## What is expected
Give the stretch of the beekeeping thread from "I always bring" through "works for me." again, switching "spray bottle" to "squirt bottle".

Many years ago, in the early 1960's or so, it was unheard of to go near a colony of honey bees without protection of some kind. Today, I am also somewhat *surprised *that I can sit right by the entrances and watch their comings and goings without being stung. Is this because of 30-40 years of requeening/selection for more unagressive bees,..I don't know.

All things in moderation,.*+* be prepared,.. is my motto in regards to using the smoker or not.


----------



## The Honey Householder (Nov 14, 2008)

I always say better safe then sorry!:doh:
I can work some hives shirtless but I don't!:scratch:


----------



## hoodswoods (May 15, 2009)

Why risk the time, effort, the pain and the heat? If you piss the hive off, it might be days before you can return & I just don't have the time. When I set a time to inspect the hives, that's exactly what I want to do & smoke allows me to do that on my time.

I always bring a spray bottle with syrup that seems to help keeping them boiling over.

Because of weather, I had to postpone my package-hiving a couple of days. I knew they needed some water, so I sprayed them about 3X daily. In the package, they were buzzing their heads off, but just one light spritz from the water bottle calmed the whole cluster - it works for me.


----------



## Ravenseye (Apr 2, 2006)

With bees, it all depends. I often do SOME tasks without even bothering to find the smoker but if I intend to spend anything more than just a little time, they get smoked. Especially in the fall. I guess I should say that you don't need a smoker...until you need a smoker!


----------



## Countryboy (Feb 15, 2009)

Many times, beginner beekeepers have such a difficult time keeping a smoker lit that when it is lit, they have it blazing like a blast furnace. If it isn't belching fire, the smoke is still hot enough to anger the bees.

No smoke might be better than smoke like that.

If you can pick nice weather to work the hive, and in the spring with a nice nectar flow when the hive is building up, you may be able to get away with no smoke.

Later in the summer when you have several times the population, no nectar flow, etc. you may find cool smoke a much more useful tool. However, if you are still using a blast furnace smoker, the bees will still get upset.

I've heard of old timers working their bees with only a lit cigar as their smoker.

Even if you don't use the smoker, it's still good practice to have a lit smoker with you. If you get to where you can light the smoker and keep it going now, once the day comes that you do need the smoke, you're much less likely to be using a blast furnace on them. You will have nice cool smoke to puff on them.


----------



## Mike Snodgrass (Mar 11, 2010)

"No smoke seems better!"....NO...bees without stingers would be better!


----------



## beekeeper1756 (Mar 20, 2010)

Interesting thoughts in this thread. I just picked up my four nucs from my mentor. We peeled apart a hive for inspection and the bees immediately went hot and dozens began to bump our veils. He put the hive back together and said "we need some smoke". He showed me how he lights his smoker and back to the hive we went. He showed me how he smoked the hot hive and it calmed them right down. He also took the time to explain the he over smoked this hive and that under normal conditions it just takes a few puffs at the entrance.

He showed me how to work a smoker for hot hives and calm hives. It was a great lesson.:thumbsup:


----------



## Countryboy (Feb 15, 2009)

Dataset items
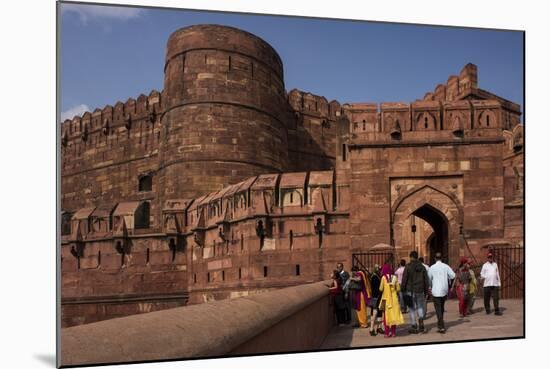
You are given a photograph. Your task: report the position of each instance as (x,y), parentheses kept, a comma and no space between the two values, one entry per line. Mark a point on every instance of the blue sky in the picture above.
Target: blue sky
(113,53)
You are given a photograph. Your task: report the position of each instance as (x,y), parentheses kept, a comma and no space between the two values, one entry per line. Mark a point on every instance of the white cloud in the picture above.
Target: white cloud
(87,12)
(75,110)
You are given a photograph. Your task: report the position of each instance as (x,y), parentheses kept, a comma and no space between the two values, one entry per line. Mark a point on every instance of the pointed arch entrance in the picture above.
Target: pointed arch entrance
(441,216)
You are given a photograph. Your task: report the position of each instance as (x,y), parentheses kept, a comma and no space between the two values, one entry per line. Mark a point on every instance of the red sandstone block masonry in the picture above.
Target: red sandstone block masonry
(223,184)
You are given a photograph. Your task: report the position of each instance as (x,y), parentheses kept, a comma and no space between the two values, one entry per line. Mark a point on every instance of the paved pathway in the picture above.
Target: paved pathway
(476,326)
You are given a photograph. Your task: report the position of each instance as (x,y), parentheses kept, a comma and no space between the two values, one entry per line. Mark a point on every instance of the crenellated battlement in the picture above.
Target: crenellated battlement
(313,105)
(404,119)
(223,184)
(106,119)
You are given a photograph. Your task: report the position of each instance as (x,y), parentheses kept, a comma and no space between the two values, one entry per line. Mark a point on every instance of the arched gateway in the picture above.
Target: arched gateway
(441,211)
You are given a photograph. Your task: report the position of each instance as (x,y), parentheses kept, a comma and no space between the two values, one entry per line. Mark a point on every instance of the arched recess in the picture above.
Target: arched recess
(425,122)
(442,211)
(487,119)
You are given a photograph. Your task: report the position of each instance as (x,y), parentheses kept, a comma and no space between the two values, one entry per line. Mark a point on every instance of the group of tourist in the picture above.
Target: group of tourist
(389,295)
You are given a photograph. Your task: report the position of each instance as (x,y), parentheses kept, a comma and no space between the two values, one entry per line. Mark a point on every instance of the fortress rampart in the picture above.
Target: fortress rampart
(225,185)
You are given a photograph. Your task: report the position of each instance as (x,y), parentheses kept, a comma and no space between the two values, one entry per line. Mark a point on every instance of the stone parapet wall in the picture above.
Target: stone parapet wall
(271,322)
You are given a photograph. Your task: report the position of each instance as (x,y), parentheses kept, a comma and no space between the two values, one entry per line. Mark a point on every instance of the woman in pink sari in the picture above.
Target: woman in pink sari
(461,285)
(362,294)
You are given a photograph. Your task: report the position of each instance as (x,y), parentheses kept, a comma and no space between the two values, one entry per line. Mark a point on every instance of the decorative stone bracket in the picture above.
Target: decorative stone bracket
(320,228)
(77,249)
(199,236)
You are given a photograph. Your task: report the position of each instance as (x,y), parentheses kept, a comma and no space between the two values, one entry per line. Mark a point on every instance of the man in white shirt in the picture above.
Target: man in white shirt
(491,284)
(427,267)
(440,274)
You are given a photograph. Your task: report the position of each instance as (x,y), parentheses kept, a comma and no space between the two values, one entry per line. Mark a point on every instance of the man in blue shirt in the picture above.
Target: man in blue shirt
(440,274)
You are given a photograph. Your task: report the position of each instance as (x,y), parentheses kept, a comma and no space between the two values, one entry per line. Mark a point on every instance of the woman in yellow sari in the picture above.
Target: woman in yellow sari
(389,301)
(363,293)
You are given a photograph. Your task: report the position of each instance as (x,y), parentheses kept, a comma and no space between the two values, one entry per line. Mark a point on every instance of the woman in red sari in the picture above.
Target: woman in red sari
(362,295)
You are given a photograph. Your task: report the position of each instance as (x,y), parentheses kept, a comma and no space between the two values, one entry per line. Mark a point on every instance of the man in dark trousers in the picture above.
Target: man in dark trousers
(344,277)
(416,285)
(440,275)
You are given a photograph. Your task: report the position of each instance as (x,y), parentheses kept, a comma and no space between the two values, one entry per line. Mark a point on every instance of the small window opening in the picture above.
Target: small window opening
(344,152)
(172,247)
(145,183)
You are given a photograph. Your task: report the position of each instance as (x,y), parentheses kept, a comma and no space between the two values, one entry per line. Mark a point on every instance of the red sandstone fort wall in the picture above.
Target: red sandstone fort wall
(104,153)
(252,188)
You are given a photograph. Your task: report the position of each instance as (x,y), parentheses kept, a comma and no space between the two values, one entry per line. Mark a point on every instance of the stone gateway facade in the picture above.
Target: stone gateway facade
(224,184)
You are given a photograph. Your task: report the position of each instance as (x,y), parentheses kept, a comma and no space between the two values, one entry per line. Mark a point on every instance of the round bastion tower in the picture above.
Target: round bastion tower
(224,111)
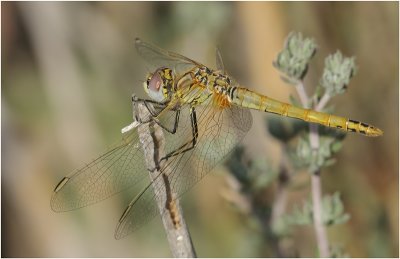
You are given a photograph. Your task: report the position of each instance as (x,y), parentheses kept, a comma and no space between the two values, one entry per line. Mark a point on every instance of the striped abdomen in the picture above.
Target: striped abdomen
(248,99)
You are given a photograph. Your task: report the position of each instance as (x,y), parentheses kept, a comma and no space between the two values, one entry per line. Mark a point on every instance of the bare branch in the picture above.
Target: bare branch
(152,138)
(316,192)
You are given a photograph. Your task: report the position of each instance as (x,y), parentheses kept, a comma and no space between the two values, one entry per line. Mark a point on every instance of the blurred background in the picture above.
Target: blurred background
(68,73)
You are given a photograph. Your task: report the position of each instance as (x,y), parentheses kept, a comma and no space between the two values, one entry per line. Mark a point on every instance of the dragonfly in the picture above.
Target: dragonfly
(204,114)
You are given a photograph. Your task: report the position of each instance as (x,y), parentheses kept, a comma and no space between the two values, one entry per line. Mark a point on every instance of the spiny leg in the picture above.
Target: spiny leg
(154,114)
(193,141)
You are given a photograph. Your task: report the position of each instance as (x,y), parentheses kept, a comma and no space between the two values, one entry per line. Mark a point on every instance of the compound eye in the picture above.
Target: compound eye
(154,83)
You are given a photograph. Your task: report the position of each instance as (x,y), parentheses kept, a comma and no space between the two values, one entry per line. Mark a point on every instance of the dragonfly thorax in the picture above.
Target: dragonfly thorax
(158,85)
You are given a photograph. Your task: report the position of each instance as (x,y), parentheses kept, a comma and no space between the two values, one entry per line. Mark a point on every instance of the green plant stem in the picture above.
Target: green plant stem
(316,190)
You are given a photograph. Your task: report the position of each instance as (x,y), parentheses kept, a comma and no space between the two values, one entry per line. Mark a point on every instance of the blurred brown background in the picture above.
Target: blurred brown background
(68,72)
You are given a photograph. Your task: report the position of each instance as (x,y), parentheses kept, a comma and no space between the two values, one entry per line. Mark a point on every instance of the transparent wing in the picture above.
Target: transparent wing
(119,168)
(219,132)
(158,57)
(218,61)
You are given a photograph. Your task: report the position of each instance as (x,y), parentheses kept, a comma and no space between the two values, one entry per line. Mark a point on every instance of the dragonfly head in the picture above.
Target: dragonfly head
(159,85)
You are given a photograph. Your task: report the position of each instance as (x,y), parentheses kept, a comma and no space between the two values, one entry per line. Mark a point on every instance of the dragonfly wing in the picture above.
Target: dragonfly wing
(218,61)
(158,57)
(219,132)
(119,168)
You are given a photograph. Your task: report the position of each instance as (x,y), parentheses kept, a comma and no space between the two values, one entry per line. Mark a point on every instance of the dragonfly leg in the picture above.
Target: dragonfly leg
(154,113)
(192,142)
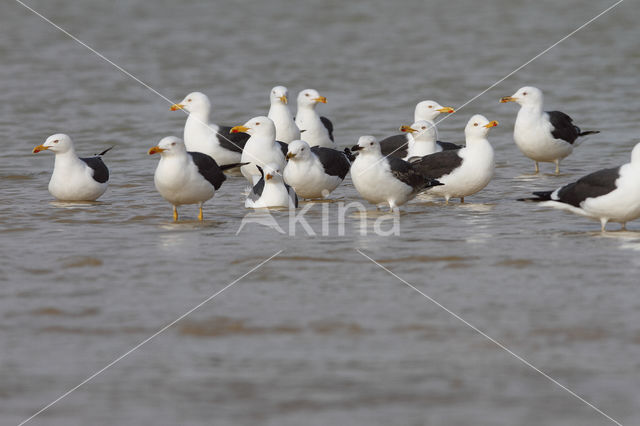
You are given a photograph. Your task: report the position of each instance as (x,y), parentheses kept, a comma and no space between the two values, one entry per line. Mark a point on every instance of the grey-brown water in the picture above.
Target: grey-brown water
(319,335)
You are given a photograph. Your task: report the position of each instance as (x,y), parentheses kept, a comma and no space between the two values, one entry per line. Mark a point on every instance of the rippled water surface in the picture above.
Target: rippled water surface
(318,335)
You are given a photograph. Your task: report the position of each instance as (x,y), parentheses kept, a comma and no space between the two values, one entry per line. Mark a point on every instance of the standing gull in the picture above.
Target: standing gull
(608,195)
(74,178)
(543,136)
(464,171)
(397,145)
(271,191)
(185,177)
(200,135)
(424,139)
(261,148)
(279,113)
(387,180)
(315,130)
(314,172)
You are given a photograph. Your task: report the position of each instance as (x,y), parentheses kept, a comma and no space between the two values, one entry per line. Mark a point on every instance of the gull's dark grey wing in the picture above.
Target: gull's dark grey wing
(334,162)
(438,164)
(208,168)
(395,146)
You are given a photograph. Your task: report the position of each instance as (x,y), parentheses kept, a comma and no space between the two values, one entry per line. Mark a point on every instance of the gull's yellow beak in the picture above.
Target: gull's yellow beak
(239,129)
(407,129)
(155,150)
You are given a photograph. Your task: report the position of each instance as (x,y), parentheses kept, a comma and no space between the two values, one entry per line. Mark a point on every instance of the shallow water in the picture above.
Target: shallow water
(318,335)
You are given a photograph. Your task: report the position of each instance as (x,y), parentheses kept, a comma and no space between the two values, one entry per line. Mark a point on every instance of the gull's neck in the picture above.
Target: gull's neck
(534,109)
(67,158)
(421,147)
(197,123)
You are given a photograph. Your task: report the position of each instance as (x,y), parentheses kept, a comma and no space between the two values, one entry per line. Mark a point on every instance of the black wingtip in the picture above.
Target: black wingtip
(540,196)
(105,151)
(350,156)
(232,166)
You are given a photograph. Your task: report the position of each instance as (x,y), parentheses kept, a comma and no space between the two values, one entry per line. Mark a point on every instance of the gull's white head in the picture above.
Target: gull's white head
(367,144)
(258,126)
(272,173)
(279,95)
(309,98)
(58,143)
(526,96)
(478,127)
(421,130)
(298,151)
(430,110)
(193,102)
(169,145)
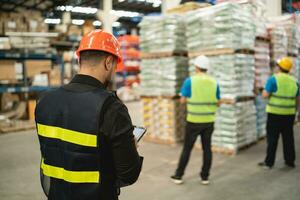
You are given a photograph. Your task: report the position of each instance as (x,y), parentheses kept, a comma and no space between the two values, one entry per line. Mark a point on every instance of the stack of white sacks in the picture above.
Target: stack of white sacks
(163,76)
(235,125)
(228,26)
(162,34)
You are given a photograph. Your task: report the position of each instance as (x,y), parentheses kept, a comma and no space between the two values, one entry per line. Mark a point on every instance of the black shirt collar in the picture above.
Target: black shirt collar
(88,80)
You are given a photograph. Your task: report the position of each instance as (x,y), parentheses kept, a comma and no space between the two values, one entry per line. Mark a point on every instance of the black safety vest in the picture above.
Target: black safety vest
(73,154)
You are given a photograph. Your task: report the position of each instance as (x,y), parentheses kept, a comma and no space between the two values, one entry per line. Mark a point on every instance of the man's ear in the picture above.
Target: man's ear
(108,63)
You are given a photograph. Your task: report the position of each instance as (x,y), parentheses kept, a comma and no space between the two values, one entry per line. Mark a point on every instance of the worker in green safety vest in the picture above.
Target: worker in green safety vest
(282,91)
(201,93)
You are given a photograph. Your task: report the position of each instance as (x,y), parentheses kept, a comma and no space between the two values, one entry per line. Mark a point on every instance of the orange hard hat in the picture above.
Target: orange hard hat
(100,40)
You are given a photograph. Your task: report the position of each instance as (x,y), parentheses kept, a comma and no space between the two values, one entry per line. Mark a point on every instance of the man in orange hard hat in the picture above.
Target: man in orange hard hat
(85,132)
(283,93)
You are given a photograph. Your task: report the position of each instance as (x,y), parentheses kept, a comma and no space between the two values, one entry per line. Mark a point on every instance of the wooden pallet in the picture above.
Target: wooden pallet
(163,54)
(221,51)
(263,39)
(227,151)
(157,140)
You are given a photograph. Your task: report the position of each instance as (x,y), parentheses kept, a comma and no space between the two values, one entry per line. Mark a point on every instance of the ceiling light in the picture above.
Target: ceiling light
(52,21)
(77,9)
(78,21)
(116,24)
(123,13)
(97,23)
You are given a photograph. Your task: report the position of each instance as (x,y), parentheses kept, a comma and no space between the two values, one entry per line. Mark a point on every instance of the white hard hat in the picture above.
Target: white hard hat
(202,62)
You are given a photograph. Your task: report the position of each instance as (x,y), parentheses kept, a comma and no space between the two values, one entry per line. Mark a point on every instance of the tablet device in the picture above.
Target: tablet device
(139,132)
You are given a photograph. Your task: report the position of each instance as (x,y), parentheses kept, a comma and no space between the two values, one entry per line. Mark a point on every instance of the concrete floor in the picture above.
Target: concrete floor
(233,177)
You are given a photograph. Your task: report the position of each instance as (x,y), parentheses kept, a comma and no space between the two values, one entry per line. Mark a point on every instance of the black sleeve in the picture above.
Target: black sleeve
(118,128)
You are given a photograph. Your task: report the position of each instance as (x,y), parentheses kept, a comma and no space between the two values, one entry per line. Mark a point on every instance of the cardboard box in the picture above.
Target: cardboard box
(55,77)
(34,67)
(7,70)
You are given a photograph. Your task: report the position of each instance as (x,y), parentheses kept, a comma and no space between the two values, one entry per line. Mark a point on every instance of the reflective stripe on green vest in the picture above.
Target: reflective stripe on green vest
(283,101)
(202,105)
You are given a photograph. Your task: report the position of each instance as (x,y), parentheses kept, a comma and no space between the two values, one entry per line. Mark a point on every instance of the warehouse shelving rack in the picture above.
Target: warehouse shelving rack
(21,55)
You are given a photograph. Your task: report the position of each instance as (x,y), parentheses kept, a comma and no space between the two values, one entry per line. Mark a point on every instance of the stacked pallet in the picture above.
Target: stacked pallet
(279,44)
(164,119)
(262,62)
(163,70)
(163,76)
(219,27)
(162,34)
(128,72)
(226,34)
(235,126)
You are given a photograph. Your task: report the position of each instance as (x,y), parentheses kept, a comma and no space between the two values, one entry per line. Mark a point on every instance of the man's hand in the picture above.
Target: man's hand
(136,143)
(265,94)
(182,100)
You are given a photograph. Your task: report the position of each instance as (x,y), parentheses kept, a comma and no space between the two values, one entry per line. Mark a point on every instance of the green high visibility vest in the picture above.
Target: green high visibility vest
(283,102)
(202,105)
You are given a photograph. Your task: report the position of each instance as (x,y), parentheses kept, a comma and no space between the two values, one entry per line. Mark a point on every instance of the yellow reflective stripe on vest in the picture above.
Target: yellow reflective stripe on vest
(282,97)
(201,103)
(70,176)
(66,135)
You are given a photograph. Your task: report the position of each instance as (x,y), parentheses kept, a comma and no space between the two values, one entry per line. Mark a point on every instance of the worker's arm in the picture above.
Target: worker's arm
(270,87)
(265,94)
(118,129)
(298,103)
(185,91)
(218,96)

## Task response
I always bring a squirt bottle with syrup that seems to help keeping them boiling over.

Because of weather, I had to postpone my package-hiving a couple of days. I knew they needed some water, so I sprayed them about 3X daily. In the package, they were buzzing their heads off, but just one light spritz from the water bottle calmed the whole cluster - it works for me.